--- Data to examine Enclosed Below ---
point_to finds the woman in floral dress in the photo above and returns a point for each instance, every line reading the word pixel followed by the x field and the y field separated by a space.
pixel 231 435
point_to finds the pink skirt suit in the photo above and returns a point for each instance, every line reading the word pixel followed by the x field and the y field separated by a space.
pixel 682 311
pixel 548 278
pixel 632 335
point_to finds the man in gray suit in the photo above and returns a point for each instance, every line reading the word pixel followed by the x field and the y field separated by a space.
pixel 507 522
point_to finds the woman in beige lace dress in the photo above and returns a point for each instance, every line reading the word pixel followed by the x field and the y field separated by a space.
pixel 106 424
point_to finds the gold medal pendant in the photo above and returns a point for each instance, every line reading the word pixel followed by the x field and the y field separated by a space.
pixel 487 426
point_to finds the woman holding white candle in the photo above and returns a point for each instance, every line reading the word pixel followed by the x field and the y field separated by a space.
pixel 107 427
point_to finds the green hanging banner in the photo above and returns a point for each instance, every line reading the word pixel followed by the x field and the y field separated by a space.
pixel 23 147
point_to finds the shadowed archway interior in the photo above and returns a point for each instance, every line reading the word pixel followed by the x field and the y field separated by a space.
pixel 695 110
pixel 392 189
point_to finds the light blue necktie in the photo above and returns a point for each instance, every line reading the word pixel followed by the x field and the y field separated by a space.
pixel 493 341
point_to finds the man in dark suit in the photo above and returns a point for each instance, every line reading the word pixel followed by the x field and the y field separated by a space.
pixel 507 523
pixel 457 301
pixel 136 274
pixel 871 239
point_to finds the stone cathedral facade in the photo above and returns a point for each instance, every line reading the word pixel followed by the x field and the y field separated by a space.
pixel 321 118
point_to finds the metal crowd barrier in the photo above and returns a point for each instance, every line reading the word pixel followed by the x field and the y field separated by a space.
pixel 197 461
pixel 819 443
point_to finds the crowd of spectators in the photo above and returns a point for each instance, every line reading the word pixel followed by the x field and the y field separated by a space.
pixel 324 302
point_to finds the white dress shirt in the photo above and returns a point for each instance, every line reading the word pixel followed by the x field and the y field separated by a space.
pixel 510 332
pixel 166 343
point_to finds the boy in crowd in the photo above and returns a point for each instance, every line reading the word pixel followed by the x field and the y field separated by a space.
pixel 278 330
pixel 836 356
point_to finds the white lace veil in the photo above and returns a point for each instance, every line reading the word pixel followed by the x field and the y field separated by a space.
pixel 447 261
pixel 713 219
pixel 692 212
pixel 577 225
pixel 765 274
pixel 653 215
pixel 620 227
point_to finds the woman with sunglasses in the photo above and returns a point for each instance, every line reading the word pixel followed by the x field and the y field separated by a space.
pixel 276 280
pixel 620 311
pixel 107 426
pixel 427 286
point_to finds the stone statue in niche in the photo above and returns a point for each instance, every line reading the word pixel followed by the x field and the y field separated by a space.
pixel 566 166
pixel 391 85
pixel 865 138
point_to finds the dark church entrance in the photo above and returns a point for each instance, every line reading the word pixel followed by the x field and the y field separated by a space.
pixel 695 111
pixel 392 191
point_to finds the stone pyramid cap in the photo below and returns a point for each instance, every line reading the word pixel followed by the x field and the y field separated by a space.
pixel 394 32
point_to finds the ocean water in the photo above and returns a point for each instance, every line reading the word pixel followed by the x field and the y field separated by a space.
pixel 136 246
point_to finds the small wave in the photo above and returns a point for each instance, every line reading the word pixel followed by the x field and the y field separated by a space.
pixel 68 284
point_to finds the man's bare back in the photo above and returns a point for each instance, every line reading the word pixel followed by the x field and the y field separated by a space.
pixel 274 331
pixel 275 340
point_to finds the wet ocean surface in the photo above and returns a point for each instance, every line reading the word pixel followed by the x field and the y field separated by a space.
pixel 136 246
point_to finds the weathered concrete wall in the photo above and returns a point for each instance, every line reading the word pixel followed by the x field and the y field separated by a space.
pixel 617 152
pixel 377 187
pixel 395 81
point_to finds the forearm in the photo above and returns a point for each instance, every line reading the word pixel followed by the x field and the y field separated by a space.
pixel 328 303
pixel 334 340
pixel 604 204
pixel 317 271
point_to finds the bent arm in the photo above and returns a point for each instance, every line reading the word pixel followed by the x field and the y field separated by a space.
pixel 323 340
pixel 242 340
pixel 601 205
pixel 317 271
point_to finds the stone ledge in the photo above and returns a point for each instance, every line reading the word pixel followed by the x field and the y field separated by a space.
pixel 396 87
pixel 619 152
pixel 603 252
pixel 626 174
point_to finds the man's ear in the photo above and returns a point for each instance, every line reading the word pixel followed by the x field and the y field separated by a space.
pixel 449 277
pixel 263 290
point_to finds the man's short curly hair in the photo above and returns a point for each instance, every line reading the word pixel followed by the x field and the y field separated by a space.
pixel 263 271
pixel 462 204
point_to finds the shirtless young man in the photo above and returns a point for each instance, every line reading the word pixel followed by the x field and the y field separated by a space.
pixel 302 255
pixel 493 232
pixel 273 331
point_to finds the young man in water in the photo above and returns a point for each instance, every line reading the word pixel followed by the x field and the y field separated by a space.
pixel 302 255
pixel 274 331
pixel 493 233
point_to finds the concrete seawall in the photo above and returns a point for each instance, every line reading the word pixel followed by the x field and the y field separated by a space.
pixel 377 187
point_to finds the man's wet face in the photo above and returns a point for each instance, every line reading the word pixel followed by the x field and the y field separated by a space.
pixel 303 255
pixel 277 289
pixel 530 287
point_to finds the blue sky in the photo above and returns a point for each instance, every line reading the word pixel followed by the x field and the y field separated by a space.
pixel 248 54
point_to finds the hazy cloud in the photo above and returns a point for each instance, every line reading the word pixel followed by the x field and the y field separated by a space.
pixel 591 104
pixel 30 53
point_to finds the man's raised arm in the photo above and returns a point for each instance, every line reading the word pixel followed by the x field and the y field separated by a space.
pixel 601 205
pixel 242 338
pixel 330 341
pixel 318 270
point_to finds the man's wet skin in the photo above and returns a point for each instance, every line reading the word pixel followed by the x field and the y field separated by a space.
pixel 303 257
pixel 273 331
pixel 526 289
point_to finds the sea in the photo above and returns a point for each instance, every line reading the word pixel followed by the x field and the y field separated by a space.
--- End of Enclosed Data to examine ---
## Exercise goal
An exact retyping of the full listing is required.

## Answer
point_to finds the woman in floral dress in the photo above and returns a point for each instance, every line reading the word pixel followed by the x field and the y field separated by a space.
pixel 231 435
point_to finds the pink skirt suit in the photo above and returns a point for each instance, every line reading the word pixel followed by the x field and the y field separated by a space.
pixel 682 311
pixel 548 278
pixel 632 335
point_to finds the man in gray suit in the photo above and returns a point for each instance, every line reading the word pixel followed by the x field and the y field separated by a space.
pixel 507 522
point_to finds the woman in beige lace dress in the photo above and returns a point for each instance, every line reading the word pixel followed by the x field and the y field separated by a space.
pixel 106 424
point_to finds the gold medal pendant in the photo above and returns a point for each instance, every line reading the word pixel followed by the x field and the y field separated by a space.
pixel 487 426
point_to finds the woman holding white candle in the photo above and returns a point for each instance, every line reading the word pixel followed by the x field and the y field separated by a space.
pixel 107 427
point_to finds the green hanging banner in the photo above and returns a point for each instance, every line reading the word pixel followed by the x field and the y field separated by a space.
pixel 23 147
point_to finds the shadowed archway interior in the photo above and returns a point for each instance, every line reading the word pixel followed by the x field and the y field separated by a space.
pixel 695 110
pixel 392 189
point_to finds the light blue necktie in the photo above and returns a point for each instance, every line reading the word pixel followed by the x field and the y field separated by a space.
pixel 493 341
point_to finds the man in dark suit in the photo above and returns a point for each instance, every line reading the word pixel followed by the x field and the y field separated by a space.
pixel 507 523
pixel 457 301
pixel 136 274
pixel 871 239
point_to finds the stone cathedral facade in the photo above and returns a point for each instance, every line reading the word pixel followed by the x field and the y field separated by a space.
pixel 321 118
point_to finds the metal crowd barrier in the photo above and returns a point for each instance, every line reading the word pixel followed by the x field and the y field separated by a space.
pixel 197 461
pixel 819 443
point_to finds the crowd of spectators in the photo above and returns a point for each instance, every line reading the word pixel followed by the x field and the y field separated by a space.
pixel 324 302
point_to finds the white dress shirt in the photo above and returns a point for each instance, every line reading the word pixel followed by the x field and the y field separated by a space.
pixel 510 332
pixel 166 343
point_to finds the boy in crowd in the photo above and returns a point for each instance, every line reading the word pixel followed by the x field and the y field separated by a space.
pixel 278 330
pixel 836 356
point_to finds the white lace veil in the photo above and returns a point for each instance, every line reading the word pixel followed by the x field and the y field separated by a space.
pixel 447 261
pixel 713 219
pixel 692 212
pixel 577 225
pixel 765 274
pixel 653 215
pixel 620 227
point_to finds the woman with sunglasses in the photo above and returns a point for each instance, every line reading the word pixel followed by the x field and the y field separated by a space.
pixel 276 280
pixel 620 311
pixel 107 426
pixel 427 286
point_to finds the stone statue in niche in the photo above and returns a point for each instance, every line reading the word pixel followed by the x field and the y field separated by a space.
pixel 566 166
pixel 391 85
pixel 865 138
point_to finds the dark church entrance in the photo above and returns a point for each instance, every line reading the word pixel followed by the x field and the y field separated by a space.
pixel 695 111
pixel 392 191
point_to finds the stone pyramid cap in the photo below and returns a point for each instance, every line reading the word pixel followed by the x field and the y field separated by a space.
pixel 394 32
point_to finds the ocean water in the photo above and returns a point for each instance, every line reading the word pixel followed by the x field and the y field separated by a space.
pixel 136 246
point_to finds the small wave in the photo above and returns a point for each instance, every line reading the word pixel followed by the x field and the y field separated by a space.
pixel 68 284
point_to finds the man's bare back in the photo above and returns a point for each instance, every line reading the word pixel followed by the x field and the y field separated by a space.
pixel 274 331
pixel 275 340
point_to finds the wet ocean surface in the photo above and returns a point for each instance, every line reading the word pixel followed by the x field and the y field separated by a space.
pixel 136 246
point_to finds the weathered concrete wall in the photo above and returns a point for each instance, every line reading the word pixel followed by the x field and the y field separated by a space.
pixel 617 152
pixel 377 187
pixel 395 81
point_to finds the forearm in the photo above and returns a point for each instance, every line reading the word pixel followed by the x field and the y field separated by a space.
pixel 328 303
pixel 334 340
pixel 604 204
pixel 317 271
point_to finds the bent arm in the photo above and returns a point for each instance, every line reading the word pixel followed by the x field and the y field separated by a space.
pixel 323 340
pixel 242 340
pixel 601 205
pixel 317 271
point_to finds the stone ledge in the photo above and returns a point for each instance, every line reading the word pixel followed by the x field and the y field separated by a space.
pixel 396 87
pixel 619 152
pixel 603 252
pixel 626 174
point_to finds the man's ear in the photo above and returns a point for each instance, every line reading the word pixel followed by the x field and the y field separated by a space.
pixel 449 277
pixel 263 290
point_to finds the man's short curly hair in the photo above and returns a point for each instance, every line reading the word pixel followed by the x field and the y field separated by a space.
pixel 263 271
pixel 462 204
point_to finds the shirtless young man in the photo above and returns a point for each instance, every line reading the word pixel followed by the x field and the y field separated by a space.
pixel 302 255
pixel 493 232
pixel 273 331
point_to finds the young man in water in the photo above and returns a point for each instance, every line reading the word pixel followed by the x field and the y field separated by a space.
pixel 302 255
pixel 274 331
pixel 493 233
point_to finds the concrete seawall in the photo above and returns a point for each instance, every line reading the word pixel followed by the x field and the y field separated by a space.
pixel 377 187
point_to finds the man's wet face in the photo above and returns a point for each instance, every line reading the word pixel followed by the x field and the y field separated by a space.
pixel 303 255
pixel 277 289
pixel 530 287
point_to finds the blue sky in the photo above and returns a point for each instance, every line reading the word pixel followed by the x field and the y field separated by a space.
pixel 248 54
point_to finds the hazy cloud in the photo above and returns a point for each instance, every line reading the word pixel followed by the x field and the y field separated by a space.
pixel 591 104
pixel 30 53
point_to finds the man's raised arm in the photo above and returns a point for each instance, every line reading the word pixel followed by the x field and the y field separated by a space.
pixel 601 205
pixel 242 338
pixel 330 341
pixel 318 270
point_to finds the man's wet skin in the photo above and returns a point for each instance, every line reading the word pixel followed by the x field and the y field separated by a space.
pixel 303 257
pixel 273 331
pixel 526 289
point_to finds the sea in the photo above and returns a point for each instance, every line reading the word pixel followed by the x field and the y field separated by a space.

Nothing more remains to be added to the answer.